- [Source data]
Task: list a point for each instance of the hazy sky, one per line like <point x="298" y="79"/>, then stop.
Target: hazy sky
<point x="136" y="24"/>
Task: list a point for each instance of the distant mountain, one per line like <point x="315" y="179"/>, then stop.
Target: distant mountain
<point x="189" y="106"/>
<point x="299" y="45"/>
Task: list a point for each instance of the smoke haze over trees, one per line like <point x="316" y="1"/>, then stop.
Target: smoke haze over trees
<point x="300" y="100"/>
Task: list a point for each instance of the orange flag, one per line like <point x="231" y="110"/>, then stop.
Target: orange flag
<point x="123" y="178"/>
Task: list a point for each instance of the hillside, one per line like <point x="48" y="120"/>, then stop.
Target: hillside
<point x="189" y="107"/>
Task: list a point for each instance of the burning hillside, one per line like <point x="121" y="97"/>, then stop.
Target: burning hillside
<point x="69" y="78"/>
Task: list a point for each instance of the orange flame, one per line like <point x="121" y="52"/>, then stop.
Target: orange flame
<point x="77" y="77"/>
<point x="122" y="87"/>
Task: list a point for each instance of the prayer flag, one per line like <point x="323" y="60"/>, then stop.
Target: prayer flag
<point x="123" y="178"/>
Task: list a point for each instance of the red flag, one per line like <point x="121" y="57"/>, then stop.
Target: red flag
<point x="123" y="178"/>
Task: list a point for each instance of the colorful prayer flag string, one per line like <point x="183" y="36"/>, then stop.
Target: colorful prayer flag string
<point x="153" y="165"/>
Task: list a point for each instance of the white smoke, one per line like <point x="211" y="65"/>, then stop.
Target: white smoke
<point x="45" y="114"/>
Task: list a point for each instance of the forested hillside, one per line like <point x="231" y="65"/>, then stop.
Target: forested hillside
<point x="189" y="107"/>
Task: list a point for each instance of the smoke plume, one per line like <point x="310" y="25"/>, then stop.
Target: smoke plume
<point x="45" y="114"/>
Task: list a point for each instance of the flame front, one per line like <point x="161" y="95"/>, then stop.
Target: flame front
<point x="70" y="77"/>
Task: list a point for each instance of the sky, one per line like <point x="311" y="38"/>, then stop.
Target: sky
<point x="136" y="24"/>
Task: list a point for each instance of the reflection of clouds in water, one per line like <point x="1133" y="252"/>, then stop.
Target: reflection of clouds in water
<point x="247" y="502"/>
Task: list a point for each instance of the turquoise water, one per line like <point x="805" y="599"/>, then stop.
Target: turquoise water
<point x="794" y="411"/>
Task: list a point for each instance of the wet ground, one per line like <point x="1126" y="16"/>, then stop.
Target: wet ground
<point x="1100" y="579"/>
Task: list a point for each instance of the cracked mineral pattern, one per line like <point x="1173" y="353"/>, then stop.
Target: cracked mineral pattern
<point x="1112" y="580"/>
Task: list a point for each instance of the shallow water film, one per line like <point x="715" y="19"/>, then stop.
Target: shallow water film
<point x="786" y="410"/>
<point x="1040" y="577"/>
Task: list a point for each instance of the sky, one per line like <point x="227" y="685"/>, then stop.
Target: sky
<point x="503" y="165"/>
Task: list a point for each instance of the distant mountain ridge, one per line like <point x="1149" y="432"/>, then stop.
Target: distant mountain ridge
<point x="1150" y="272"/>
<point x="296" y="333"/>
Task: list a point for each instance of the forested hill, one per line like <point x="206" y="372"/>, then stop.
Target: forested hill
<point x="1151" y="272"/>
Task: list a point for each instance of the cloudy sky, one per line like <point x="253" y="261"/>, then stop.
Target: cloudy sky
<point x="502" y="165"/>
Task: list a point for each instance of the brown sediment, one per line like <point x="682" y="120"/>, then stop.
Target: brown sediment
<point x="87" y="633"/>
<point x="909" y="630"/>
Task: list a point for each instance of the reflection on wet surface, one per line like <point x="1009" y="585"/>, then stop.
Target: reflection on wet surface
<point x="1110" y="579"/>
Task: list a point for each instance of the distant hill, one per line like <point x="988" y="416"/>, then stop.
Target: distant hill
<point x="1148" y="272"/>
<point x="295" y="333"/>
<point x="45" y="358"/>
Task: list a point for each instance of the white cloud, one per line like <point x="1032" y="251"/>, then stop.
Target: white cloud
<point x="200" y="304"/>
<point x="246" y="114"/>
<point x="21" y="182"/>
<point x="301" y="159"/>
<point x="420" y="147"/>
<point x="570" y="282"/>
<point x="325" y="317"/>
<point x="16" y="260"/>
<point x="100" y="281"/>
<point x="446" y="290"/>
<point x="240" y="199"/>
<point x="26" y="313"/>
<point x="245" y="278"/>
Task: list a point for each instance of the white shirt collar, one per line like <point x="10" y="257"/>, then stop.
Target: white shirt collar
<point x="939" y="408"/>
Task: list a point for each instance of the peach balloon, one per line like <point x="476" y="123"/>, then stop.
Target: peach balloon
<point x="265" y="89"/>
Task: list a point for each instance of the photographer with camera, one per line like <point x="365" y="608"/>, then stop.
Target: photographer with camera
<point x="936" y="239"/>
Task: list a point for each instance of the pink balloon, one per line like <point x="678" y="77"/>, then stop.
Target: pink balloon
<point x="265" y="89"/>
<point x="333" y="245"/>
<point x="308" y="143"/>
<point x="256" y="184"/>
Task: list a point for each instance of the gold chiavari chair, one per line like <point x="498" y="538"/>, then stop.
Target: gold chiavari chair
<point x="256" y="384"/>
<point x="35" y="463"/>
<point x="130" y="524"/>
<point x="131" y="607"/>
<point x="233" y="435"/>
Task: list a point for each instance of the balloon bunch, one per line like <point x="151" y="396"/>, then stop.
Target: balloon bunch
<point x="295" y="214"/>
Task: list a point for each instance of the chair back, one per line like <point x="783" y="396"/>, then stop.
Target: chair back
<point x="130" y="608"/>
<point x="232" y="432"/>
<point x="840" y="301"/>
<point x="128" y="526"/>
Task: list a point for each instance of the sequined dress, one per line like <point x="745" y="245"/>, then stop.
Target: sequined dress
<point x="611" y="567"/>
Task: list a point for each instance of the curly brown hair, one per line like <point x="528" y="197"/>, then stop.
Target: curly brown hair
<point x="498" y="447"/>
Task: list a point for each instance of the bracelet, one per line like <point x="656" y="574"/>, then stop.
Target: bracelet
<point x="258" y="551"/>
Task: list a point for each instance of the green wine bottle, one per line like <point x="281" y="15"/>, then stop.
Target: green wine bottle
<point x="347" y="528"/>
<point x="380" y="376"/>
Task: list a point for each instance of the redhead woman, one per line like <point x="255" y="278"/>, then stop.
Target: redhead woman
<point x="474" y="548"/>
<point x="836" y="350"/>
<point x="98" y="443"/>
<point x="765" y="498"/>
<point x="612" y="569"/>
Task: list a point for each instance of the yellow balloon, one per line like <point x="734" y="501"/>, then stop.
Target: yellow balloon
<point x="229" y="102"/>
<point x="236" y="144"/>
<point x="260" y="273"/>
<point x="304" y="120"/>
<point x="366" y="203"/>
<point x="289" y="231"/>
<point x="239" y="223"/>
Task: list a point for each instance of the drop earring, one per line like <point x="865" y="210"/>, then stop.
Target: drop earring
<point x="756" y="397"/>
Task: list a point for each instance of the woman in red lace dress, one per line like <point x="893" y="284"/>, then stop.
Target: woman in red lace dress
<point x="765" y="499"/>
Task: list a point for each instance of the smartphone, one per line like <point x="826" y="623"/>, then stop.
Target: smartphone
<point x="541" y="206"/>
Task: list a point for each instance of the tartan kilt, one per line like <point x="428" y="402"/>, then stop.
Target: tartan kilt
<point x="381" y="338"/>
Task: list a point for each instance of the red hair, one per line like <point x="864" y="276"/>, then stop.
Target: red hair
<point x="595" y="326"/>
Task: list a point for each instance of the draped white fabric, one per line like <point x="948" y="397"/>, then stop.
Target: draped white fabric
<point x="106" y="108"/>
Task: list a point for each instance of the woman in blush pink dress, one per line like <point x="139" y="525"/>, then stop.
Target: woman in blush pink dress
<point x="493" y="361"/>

- [Activity]
Transcribe exactly the line containing "Target: draped white fabric" and all remaining lines of the material, ending with the last one.

- [Response to the task]
Target: draped white fabric
<point x="106" y="108"/>
Task: list a point for each instance of the woman in blush pink dress, one per line like <point x="139" y="525"/>, then stop.
Target: woman in blush pink dress
<point x="493" y="361"/>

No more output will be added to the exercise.